▶ _Source extract_

----------

It’s a bad idea for anyone to die without an estate plan in place, as it leaves a great deal up to the law of intestate succession. Most people would prefer to choose their beneficiaries and a trusted executor to carry out their wishes. Under intestacy laws, you cannot choose these important people. You also cannot use your estate plan to achieve goals to reduce or eliminate income, estate, or inheritance taxes. Basically, without a will, you have no control over who gets what of your hard-earned assets at death.

Unfortunately, far too many people (six out of 10 Americans) don’t have estate planning documents like a will or living trust. Plus, since celebrities often have complex and highly valuable assets, dying intestate is often an extremely complicated, litigious affair. (For the sake of your friends, family, and lasting legacy avoiding litigation is a good goal to have with an estate plan.) For instance, a big question in the Prince case is who will be the beneficiary of perhaps one of the most persistently valuable assets—the right of publicity, which includes elements like Prince’s name and likeness.

While the average Iowan won’t have to consider publicity rights a part of their estate, there are at least six key documents celebs and the non-famous alike should have that cover important elements like finances, healthcare, and personal disposition of property.

Learn from Prince and these other five celebrities (among many more) who passed away without the proper estate planning in place:

  1. Howard Hughes, entrepreneur/producer/aviator

Hughes died on a flight in 1976 with no surviving spouse, child, parent, or sibling. Without a will, his $500 million-valued estate was eventually decided by a small Texas county probate court jury five years after his passing. The probate had brought about a “circus-like” atmosphere as more than 600 people showed up in person claiming to be “wives, sons, daughters, first, second, third, fourth and fifth cousins” of the late Hughes (and that didn’t count all the people who petitioned via letter). A couple of wills were also produced but were eventually thrown out as fakes.

  1. Amy Winehouse, singer/songwriter

The British artist died in 2011 when she was just 27. Without a will, her estate worth millions went to her parents. Say, even if Winehouse did want her brother to inherit part of the estate, he couldn’t because of (U.K.) laws covering who inherits what.

hollywood sign

  1. Tupac Shakur, rapper/actor

Shakur was tragically shot and killed in 1996 at the young age of 25; after his death, “his mother had to file court papers establishing herself as the administrator of his estate and the sole living heir.” Shakur also left a complex web of financial dealings, spendings, and debts to figure out. Shakur’s estate was made more complicated over the years through several albums of his music (intellectual property) released posthumously. Additionally, Tupac’s biological father lost a lawsuit claiming he was entitled to half of the estate.

----------

[Rows excerpted from a collection]
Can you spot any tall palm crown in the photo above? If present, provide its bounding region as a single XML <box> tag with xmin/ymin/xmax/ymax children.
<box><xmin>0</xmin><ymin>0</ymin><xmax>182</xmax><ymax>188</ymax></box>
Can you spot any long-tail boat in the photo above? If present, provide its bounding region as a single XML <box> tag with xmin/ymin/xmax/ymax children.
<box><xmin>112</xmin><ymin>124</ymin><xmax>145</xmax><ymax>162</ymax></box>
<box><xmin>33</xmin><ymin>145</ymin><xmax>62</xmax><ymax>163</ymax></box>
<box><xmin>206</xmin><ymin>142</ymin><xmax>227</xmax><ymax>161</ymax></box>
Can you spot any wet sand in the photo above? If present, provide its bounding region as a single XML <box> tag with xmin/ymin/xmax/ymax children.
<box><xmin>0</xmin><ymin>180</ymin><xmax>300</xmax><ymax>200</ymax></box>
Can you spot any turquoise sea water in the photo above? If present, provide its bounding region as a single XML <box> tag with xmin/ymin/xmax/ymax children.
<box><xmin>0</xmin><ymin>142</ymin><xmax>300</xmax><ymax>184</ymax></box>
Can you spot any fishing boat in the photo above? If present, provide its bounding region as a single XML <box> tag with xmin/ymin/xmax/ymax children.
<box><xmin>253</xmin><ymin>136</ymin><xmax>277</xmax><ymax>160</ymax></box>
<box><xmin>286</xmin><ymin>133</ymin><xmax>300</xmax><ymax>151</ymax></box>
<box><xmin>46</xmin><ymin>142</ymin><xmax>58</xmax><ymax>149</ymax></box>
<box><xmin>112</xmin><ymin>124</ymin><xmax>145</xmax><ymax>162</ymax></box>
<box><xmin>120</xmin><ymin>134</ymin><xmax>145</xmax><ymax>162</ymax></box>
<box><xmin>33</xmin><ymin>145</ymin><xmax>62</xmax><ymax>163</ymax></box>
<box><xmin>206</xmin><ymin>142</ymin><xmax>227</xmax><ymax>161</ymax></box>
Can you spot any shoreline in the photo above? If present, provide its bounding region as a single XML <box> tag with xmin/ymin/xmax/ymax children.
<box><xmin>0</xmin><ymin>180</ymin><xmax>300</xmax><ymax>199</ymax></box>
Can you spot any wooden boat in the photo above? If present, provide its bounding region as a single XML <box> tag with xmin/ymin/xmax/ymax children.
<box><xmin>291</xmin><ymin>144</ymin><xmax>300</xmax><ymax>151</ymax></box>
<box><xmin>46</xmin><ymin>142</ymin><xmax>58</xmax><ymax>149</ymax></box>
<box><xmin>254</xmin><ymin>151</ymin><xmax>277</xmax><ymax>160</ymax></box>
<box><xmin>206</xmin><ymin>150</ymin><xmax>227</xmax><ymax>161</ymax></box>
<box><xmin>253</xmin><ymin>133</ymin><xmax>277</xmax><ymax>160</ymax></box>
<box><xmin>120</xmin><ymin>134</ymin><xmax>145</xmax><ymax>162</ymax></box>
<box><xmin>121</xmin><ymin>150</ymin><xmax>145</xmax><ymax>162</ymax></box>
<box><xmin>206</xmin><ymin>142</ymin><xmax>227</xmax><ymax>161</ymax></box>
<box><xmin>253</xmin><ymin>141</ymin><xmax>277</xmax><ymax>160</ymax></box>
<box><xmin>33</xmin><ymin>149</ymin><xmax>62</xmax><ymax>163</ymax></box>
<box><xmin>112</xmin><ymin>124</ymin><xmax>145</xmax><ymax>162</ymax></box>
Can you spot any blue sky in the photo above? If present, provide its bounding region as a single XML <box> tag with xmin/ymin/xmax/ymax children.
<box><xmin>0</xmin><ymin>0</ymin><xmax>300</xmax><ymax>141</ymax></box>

----------

▶ _Work instructions_
#1 Reproduce word for word the section of the estate-planning passage starting with "Hughes died on" and going on through "who inherits what.".
#2 For each statement, decide whether it agrees with the estate-planning passage, answering yes or no and quoting the deciding words. (a) The Hughes estate was settled by a Texas probate court jury five years after his death. (b) Amy Winehouse's estate went to her brother. (c) Tupac Shakur's biological father won a lawsuit claiming half of the estate.
#3 Extend the estate-planning passage, picking up right after its final sentence.
None of the work requires the rows.

▶ _Exercise responses_
#1
Hughes died on a flight in 1976 with no surviving spouse, child, parent, or sibling. Without a will, his $500 million-valued estate was eventually decided by a small Texas county probate court jury five years after his passing. The probate had brought about a “circus-like” atmosphere as more than 600 people showed up in person claiming to be “wives, sons, daughters, first, second, third, fourth and fifth cousins” of the late Hughes (and that didn’t count all the people who petitioned via letter). A couple of wills were also produced but were eventually thrown out as fakes.

  1. Amy Winehouse, singer/songwriter

The British artist died in 2011 when she was just 27. Without a will, her estate worth millions went to her parents. Say, even if Winehouse did want her brother to inherit part of the estate, he couldn’t because of (U.K.) laws covering who inherits what.

#2
(a) Yes: "was eventually decided by a small Texas county probate court jury five years after his passing"
(b) No: "her estate worth millions went to her parents"
(c) No: "Tupac’s biological father lost a lawsuit claiming he was entitled to half of the estate"

#3
  1. Pablo Picasso, artist

It took more than six years of “bitter negotiations” for Picasso’s estate to be settled (for a pricey $30 million) after he died in 1973. Picasso passed at the ripe old age of 91 but did so without a will, so his assets were divided amongst seven familiar heirs. Picasso left a massive amount of valuable assets including 45,000 works of art, five homes, $4.5 million cash, $1.3 in gold, stocks, and bonds. “In 1980 the Picasso estate was appraised at $250 million, but experts have said the true value was actually in the billions.”

  1. Sonny Bono, singer/U.S. Representative

Bono passed away in 1998 following a fatal skiing accident with no will to his name. Issues flared when Cher (of their former pop duo Sonny & Cher) alleged he owned her past due alimony and a man named Sean Machu said he was Bono’s illegitimate child. His fourth spouse became the estate’s administrator.

microphone

  1.  Billie Holiday, jazz musician/singer

The famed singer’s estate at the time of her death stands as a paradox to her modern posthumous fame. When Holiday died in 1959 she had “$0.70 in the bank and $750 strapped to her leg.” Since she died intestate under New York state law all of her royalties went to her estranged husband Louis McKay. Her total estate only continued to grow after her death including four Grammy awards, a movie about her life starring Diana Ross, and induction into the Grammy Hall of Fame.


You, yes you, can be a star too, but you need to have an estate plan in place to protect your legacy. The best way to get started is with my free (no obligation) estate plan questionnaire. Or, contact me to discuss your individual situation. Shoot me an email at gordon@gordonfischerlawfirm.com or give me a call at 515-371-6077.

number four on wood

We dove into the definition of the term “trust,” but that’s just the tip of the iceberg when it comes to learning about the important agreement that’s often used for purposes including estate tax liability reduction, estate property protection, and probate avoidance. There are four standard ways of classifying trusts.

Trust Classifications

handshake over table

Trusts may be classified by their purpose, duration, creation method, or by the nature of the trust property. One common way to describe trusts is by their relationship to the life of their creator. Those created while the grantor is alive are referred to as inter vivos trusts or living trusts. Trusts created after the grantor has died are called testamentary trusts. Another helpful classification of trusts is comparing those which are revocable to trusts which are irrevocable.

Inter Vivos Trust

An inter vivos trust, also known as a living trust, may be either revocable or irrevocable. In a revocable trust, the grantor can retain control of the property, if the grantor so wishes, and the terms of the trust may be changed or even canceled. An irrevocable living trust, on the other hand, may not be changed or terminated after it is executed.

Testamentary Trust

A testamentary trust is most often a component of a will. The testamentary trust is created when the trustor passes away. The designated trustee then steps in and distributes or manages the assets of the trust according to the deceased’s wishes.

Revocable Trust

A revocable trust allows assets to pass outside of probate, yet allows you to retain control of the assets during your (the grantor’s) lifetime. It is flexible in that it can be dissolved at any time, should your circumstances or intentions change.

A revocable trust typically becomes irrevocable upon the death of the grantor. You can name yourself trustee, or co-trustee, and retain ownership and control over the trust, its terms, and assets during your lifetime. You may also make provisions for a successor trustee to manage them in the event of your death or incapacity.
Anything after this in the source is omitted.